GIVEN ENTRIES:
** Start **

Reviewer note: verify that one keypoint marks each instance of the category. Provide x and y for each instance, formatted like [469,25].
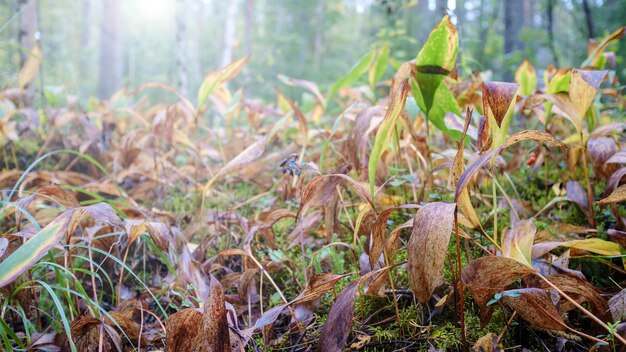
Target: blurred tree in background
[95,47]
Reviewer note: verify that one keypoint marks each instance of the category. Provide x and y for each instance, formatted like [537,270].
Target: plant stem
[586,171]
[460,282]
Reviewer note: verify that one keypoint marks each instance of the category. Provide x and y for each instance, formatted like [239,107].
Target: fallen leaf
[535,306]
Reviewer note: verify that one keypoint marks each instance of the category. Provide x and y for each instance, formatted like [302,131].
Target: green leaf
[441,47]
[353,75]
[436,60]
[35,248]
[526,77]
[444,102]
[216,78]
[380,66]
[394,110]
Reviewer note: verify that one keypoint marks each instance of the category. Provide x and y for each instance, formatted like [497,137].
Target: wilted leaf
[498,97]
[317,286]
[526,77]
[583,87]
[436,59]
[181,329]
[487,343]
[458,166]
[250,154]
[487,275]
[537,136]
[593,245]
[335,332]
[582,291]
[614,181]
[619,195]
[535,306]
[618,158]
[380,230]
[394,110]
[617,305]
[577,194]
[601,149]
[213,335]
[427,246]
[517,243]
[319,190]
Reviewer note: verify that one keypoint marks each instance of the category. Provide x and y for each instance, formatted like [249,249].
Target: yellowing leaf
[517,243]
[31,67]
[619,195]
[394,110]
[526,77]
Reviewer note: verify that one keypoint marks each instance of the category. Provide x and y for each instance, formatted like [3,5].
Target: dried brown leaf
[535,306]
[577,194]
[427,246]
[487,275]
[498,98]
[335,332]
[619,195]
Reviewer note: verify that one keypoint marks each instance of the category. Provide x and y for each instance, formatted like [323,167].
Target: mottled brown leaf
[582,291]
[601,149]
[619,195]
[535,306]
[617,305]
[577,194]
[487,275]
[458,166]
[427,247]
[181,329]
[537,136]
[319,190]
[498,98]
[380,230]
[517,243]
[337,328]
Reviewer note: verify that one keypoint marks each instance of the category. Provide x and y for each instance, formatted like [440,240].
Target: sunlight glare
[156,9]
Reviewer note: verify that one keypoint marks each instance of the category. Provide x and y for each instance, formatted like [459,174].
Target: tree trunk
[460,13]
[85,43]
[111,56]
[588,20]
[513,21]
[230,32]
[27,39]
[550,15]
[181,46]
[28,27]
[318,45]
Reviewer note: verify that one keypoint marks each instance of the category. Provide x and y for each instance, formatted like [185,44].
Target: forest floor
[423,211]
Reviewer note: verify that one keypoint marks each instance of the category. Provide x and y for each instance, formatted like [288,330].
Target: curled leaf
[335,332]
[535,306]
[427,246]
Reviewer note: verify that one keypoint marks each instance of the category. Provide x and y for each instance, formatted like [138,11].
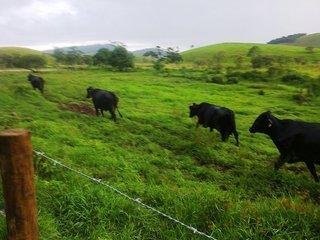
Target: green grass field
[20,51]
[232,50]
[309,40]
[156,154]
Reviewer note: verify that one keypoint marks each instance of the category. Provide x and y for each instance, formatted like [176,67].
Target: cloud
[48,9]
[152,22]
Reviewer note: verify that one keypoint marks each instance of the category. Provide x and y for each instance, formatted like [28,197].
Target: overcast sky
[146,23]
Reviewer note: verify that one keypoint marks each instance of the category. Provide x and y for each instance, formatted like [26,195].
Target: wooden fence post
[18,185]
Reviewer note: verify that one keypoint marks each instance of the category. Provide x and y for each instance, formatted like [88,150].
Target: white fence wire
[136,200]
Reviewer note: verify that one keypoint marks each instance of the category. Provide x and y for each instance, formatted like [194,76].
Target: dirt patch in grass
[79,108]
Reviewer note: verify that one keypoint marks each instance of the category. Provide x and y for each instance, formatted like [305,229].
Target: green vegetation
[14,57]
[155,153]
[310,40]
[234,50]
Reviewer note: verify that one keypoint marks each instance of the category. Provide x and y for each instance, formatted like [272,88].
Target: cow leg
[312,170]
[280,162]
[97,111]
[236,136]
[113,115]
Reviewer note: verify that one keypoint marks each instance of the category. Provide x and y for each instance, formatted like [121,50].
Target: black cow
[104,100]
[36,82]
[296,141]
[215,117]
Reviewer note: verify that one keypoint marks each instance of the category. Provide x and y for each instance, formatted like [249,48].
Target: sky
[140,24]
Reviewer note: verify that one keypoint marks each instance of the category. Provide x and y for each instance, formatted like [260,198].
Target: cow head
[89,92]
[263,123]
[194,109]
[30,76]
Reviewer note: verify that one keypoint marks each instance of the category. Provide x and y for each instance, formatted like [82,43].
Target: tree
[158,65]
[254,51]
[121,59]
[239,59]
[87,59]
[31,61]
[102,56]
[310,49]
[173,56]
[59,55]
[151,54]
[73,56]
[218,59]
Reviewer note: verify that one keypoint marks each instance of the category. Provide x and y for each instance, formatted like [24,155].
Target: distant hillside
[87,49]
[139,53]
[299,39]
[19,51]
[232,50]
[311,40]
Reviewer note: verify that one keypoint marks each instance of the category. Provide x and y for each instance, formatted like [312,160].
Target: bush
[218,79]
[295,78]
[301,97]
[262,61]
[254,75]
[158,65]
[232,80]
[275,71]
[121,59]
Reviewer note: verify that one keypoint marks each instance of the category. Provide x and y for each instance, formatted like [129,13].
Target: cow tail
[119,112]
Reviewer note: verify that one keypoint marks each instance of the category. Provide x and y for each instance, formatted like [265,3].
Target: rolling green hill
[232,50]
[156,154]
[20,51]
[312,40]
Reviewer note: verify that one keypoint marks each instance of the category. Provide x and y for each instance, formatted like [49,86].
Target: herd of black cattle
[297,141]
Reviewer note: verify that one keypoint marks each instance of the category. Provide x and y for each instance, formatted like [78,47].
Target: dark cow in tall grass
[36,82]
[296,141]
[215,117]
[104,101]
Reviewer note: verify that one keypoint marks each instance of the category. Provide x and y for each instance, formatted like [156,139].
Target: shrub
[275,71]
[158,65]
[121,59]
[232,80]
[295,78]
[254,75]
[262,61]
[218,79]
[301,97]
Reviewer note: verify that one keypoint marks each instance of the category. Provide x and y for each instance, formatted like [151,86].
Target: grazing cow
[215,117]
[104,100]
[296,141]
[36,82]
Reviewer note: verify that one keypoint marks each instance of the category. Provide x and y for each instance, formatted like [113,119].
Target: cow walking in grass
[104,101]
[296,141]
[214,117]
[36,82]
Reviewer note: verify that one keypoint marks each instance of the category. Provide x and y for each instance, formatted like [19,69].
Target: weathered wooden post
[18,184]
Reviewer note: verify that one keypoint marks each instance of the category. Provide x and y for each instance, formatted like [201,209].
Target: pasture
[155,153]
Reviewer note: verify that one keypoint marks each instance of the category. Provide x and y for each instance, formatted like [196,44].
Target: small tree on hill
[310,49]
[238,60]
[254,52]
[102,57]
[121,59]
[73,56]
[30,61]
[173,56]
[59,55]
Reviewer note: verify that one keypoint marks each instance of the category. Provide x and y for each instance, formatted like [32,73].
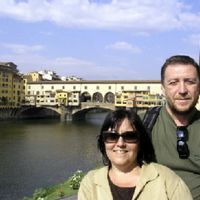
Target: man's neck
[181,119]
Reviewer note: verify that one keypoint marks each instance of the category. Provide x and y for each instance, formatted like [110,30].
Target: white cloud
[137,15]
[194,39]
[23,49]
[124,46]
[66,66]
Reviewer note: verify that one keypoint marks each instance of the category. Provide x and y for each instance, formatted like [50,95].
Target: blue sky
[98,39]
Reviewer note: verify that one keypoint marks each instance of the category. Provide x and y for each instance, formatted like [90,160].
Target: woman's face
[121,153]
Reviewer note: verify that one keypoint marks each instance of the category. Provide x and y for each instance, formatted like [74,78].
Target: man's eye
[172,83]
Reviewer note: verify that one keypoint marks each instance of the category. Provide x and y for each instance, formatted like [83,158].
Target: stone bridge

** End **

WHAT YOU WILL DO: Without the pictures, return the entries exactly as they appear.

RESULT OF THIS TASK:
Reviewer note: verify that one keypoint marks each instance of the category. Provide x and y for each instance, formatted like [469,25].
Target: blurred tree in background
[95,47]
Reviewer note: verify that one keypoint marks each instance of the category. Provide x and y for each instance, formatted like [537,270].
Target: plant stem
[586,171]
[460,282]
Reviewer note: verify that one keypoint marks each instance of the category. Provide x and y for each instance, formatted like [239,107].
Target: fallen leaf
[535,306]
Reviewer note: verify that one keypoint marks each instance of the category. Provide x and y for each instance, formatted like [302,131].
Target: green leaf
[441,47]
[353,75]
[436,60]
[35,248]
[526,77]
[444,102]
[216,78]
[380,66]
[394,110]
Reviewer note: verify that one keypoint marks each instance of the category. Provide x and y for each instance, formatted like [497,137].
Target: wilted leaf
[498,97]
[317,286]
[526,77]
[583,87]
[436,59]
[181,329]
[487,343]
[458,166]
[250,154]
[487,275]
[537,136]
[593,245]
[335,332]
[582,291]
[614,181]
[619,195]
[535,306]
[618,158]
[380,230]
[394,110]
[617,305]
[577,194]
[601,149]
[213,335]
[427,246]
[517,243]
[319,190]
Reviewer note: verify that one keypoint marks each instance of the category. Provide x and y for each instance, formatted like [249,249].
Target: yellowing leaf
[517,243]
[31,67]
[619,195]
[394,110]
[526,77]
Reviewer note: verify that one keypoint marks each instance of the category. Provide x and y for each instance, formatted like [3,5].
Target: dried brown leaf
[535,306]
[577,194]
[427,246]
[487,275]
[498,98]
[335,332]
[619,195]
Reviewer note: verify that one keypoint marks each instance of the category. Provide x and y for each instance, formatted like [323,167].
Target: mottled brown leaf
[582,291]
[601,149]
[619,195]
[535,306]
[617,305]
[577,194]
[487,275]
[458,166]
[427,247]
[181,329]
[537,136]
[319,190]
[498,98]
[380,230]
[517,243]
[337,328]
Reviewer note: verify that one keypoint marks each instance of the category. Provide x and y for each instance, formatted like [440,240].
Target: sunlight glare
[156,9]
Reviewer note: verify that one keypoint marks each instance of the category. Provide x and y for each instance, formatted like [459,174].
Target: tree trunk
[460,13]
[85,43]
[111,56]
[588,20]
[513,21]
[230,32]
[27,39]
[550,15]
[181,46]
[28,27]
[318,45]
Reviewer note: verify that one keypoint marks each instance of the category. Provide x and y for each instance, formatted like [185,44].
Target: forest floor
[423,211]
Reviewer note: verify that one keypoint marks each instance of the category. Provide x and y for each instance, formatted like [288,330].
Target: curled leaf
[335,332]
[535,306]
[427,246]
Reviewer note: verify that one keypoint marks each instance of the category. Provide x and y for each instance, formatted like [138,11].
Target: green grass field
[20,51]
[232,50]
[309,40]
[156,154]
Reviewer note: verify that one keypoint marks each instance of the category. Provide x and y for each instance, formatted like [176,67].
Target: cloud
[48,9]
[152,22]
Reviewer note: verify that one keypoint marks each instance of the category. Provide x and y for each instance, formatted like [28,197].
Target: overcast sky
[146,23]
Reviewer note: verify that one keypoint marks each instance of the category. Provide x and y for each instance, formatted like [26,195].
Target: wooden fence post
[18,185]
Reviewer note: verify that one keypoint marks each instance of the category. Provide x and y for each instance, formatted like [88,150].
Target: white fence wire
[136,200]
Reviewer note: verify that one keypoint marks each instance of the category. Provide x and y for each instance, formatted like [194,76].
Target: dirt patch in grass
[79,108]
Reviewer note: verify that one keypoint marks each instance of the category. Provide x and y for each instance, formatted like [305,229].
Target: green vegetation
[14,57]
[155,153]
[310,40]
[234,50]
Reviewer note: verify that one keypoint marks each instance of the category. Provide x and y for each instance, formatted like [272,88].
Target: cow leg
[312,170]
[280,162]
[97,111]
[236,136]
[113,115]
Reviewer note: verify that one keypoint marks each instance of the category. Provide x and y for each instance, formatted like [121,50].
Target: black cow
[104,100]
[36,82]
[296,141]
[215,117]
Reviewer note: verify that one keypoint marks each instance of the category. Provide x and y for each instance, formatted like [249,48].
Target: sky
[140,24]
Reviewer note: verify that one keypoint marks each instance of the category. Provide x and y for each instance, formatted like [260,198].
Target: cow head
[89,92]
[263,123]
[194,109]
[30,76]
Reviewer note: verify that one keypoint marks each instance of the category. Provide x and y for each instance, formatted like [82,43].
Target: tree
[158,65]
[254,51]
[121,59]
[239,59]
[87,59]
[31,61]
[102,56]
[310,49]
[173,56]
[59,55]
[151,54]
[73,56]
[218,59]
Reviewer note: verify that one keypoint marks each instance of the category. Provide x and y for each instance, formatted like [24,155].
Target: distant hillside
[87,49]
[139,53]
[299,39]
[19,51]
[232,50]
[311,40]
Reviewer note: verify that one keypoint marks each instance of the category. Provide x and y for each instance, formatted like [312,160].
Target: bush
[218,79]
[295,78]
[301,97]
[262,61]
[254,75]
[158,65]
[232,80]
[275,71]
[121,59]
Reviewer note: verify that one keypoint marks each instance of the category. Provide x and y for each instance, formatted like [129,13].
Target: cow tail
[119,112]
Reviewer note: verify that one keypoint marks each instance of the category. Provide x and y for each instance, formatted like [265,3].
Target: rolling green hill
[232,50]
[156,154]
[20,51]
[312,40]
Reviewer note: verify that one keypoint marks each instance of the category. Provide x and y for each instance, formatted like [49,86].
Target: herd of black cattle
[297,141]
Reviewer note: verify that one keypoint marks each instance of the category. Provide x and y for each instance, formatted like [78,47].
Target: dark cow in tall grass
[36,82]
[296,141]
[215,117]
[104,101]
Reviewer note: verify that one keypoint marks each instance of the category. Provide x and y for each instance, formatted like [156,139].
Target: shrub
[275,71]
[158,65]
[121,59]
[232,80]
[295,78]
[254,75]
[262,61]
[218,79]
[301,97]
Reviewer note: verify that one keypoint marks each instance of the category. Provide x and y for each instance, formatted like [151,86].
Target: grazing cow
[215,117]
[104,100]
[296,141]
[36,82]
Reviewer note: verify that one keypoint marks each instance of the category. Provide x and y for each instance, formatted like [113,119].
Target: cow walking in grass
[104,101]
[296,141]
[214,117]
[36,82]
Reviewer note: verify that one keypoint marks each instance of the category. Provide x and y for each instance, formatted like [19,69].
Target: weathered wooden post
[18,184]
Reviewer note: verify that one keypoint marks each instance of the category. Provide x and y for each instance, formatted like [201,209].
Target: pasture
[155,153]
Reviewer note: verify that one keypoint marks each instance of the category. Provide x and y for each instance, formatted like [196,44].
Target: small tree on hill
[310,49]
[238,60]
[254,52]
[102,57]
[121,59]
[73,56]
[30,61]
[173,56]
[59,55]
Reviewer note: verify that one keypoint marks each instance of the category. Provide x and y for each instance, formatted like [32,73].
Target: man's neck
[181,119]
Reviewer note: verify that one keypoint marks each instance of the category. Provide x and y for each instance, formatted like [110,30].
Target: white cloud
[137,15]
[194,39]
[23,49]
[124,46]
[66,66]
Reviewer note: verify that one keypoint marks each instance of the category. Provide x and y for each instance, formatted like [50,95].
Target: blue sky
[98,39]
Reviewer note: verify that one keypoint marks each instance of the category. Provide x and y for each instance, formatted like [90,160].
Target: woman's face
[121,153]
Reviewer note: verify that one keypoint marks each instance of the category. Provide x and y for each instance, formatted like [74,78].
Target: man's eye
[172,83]
Reviewer note: verify that one keypoint marks each instance of the category. Provide x and y for each instance, formatted like [83,158].
Target: stone bridge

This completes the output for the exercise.